### SUPPLIED PASSAGE

Frequently as I look at the Common Core Standards for writing with teachers, a question keeps cropping up: Is there still a place for genre studies? These teachers and I know that narrative, information and opinion writing are not genres per se. They’re more like modes, which Katie Wood Ray defines in her wonderful book on inquiry-based writing units Study Driven as “the meaning ‘work’ that a writer is doing in a text.” Thus narration is the mode writers uses when they mean to tell a story, while information writing, a.k.a. exposition, is the mode for the work of explaining ideas or conveying information.
Genres, on the other hand, are what a writer makes with writing: a book review, a short story, an editorial, a feature article. These genres often employ more than one mode; a feature article, for instance, might begin by narrating an anecdote about the topic, then shift into exposition and end with some argumentation (another mode) that reveals the writer’s opinion.
The beauty of genres is that they can be studied in a way that gives students a concrete vision of what their work can look and sound like. This kind of study also invites students to be more intentional and artful as they apprentice themselves to master craftsmen and wordsmiths in a way that matches my favorite definition of a writer, which comes by way of Saul Bellow:
A writer is a reader who is moved to emulate.
The Common Core Standards don’t mention genres, though neither do they
explicitly prohibit us from studying them. And so I encourage teachers to remember their right to implement the Standards as they best see fit, knowing that the benefits of such study are huge. First, closely studying great texts as writers gives students more options of how to organize and convey information than the deadly structure of the formulaic three- or five-paragraph essay, which at its worst asks students to first tell your reader what your going to tell them, then tell them what you said you were going to tell them, and then end by re-telling them what you just told them.

(Records from a data source)

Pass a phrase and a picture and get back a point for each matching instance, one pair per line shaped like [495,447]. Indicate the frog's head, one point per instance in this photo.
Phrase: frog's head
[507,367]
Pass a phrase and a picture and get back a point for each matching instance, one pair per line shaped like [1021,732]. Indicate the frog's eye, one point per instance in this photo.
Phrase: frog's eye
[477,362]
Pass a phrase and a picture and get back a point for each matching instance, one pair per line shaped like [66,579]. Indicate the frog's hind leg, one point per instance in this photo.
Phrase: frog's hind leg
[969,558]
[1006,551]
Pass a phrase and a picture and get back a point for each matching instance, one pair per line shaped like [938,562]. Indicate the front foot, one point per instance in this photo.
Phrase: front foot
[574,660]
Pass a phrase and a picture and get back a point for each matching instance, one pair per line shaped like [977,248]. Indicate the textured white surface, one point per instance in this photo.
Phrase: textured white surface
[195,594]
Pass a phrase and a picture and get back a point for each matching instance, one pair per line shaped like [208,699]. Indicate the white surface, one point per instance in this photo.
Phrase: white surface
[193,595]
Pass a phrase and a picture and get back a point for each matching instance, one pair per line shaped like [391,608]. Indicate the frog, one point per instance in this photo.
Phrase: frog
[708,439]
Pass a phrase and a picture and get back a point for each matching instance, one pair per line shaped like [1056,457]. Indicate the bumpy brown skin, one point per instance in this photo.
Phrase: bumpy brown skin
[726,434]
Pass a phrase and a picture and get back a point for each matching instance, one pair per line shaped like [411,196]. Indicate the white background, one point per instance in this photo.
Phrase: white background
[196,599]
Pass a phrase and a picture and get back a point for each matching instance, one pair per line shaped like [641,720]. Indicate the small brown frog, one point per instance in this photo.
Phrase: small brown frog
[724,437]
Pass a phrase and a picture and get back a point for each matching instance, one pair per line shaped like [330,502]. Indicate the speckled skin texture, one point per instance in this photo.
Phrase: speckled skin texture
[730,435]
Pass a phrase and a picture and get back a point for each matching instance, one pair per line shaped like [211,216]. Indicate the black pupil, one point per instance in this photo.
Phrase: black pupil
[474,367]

### EXERCISE DIRECTIONS
For each statement below, answer yes or no on whether it agrees with the piece on genre studies, and quote the words of that piece that decide it.
1. The Common Core Standards mention genres.
2. A feature article can use more than one mode.
3. Narrative, information and opinion writing are genres in themselves.

### CORRECT RESPONSE
1. No: "The Common Core Standards don’t mention genres"
2. Yes: "a feature article, for instance, might begin by narrating an anecdote about the topic, then shift into exposition and end with some argumentation"
3. No: "narrative, information and opinion writing are not genres per se"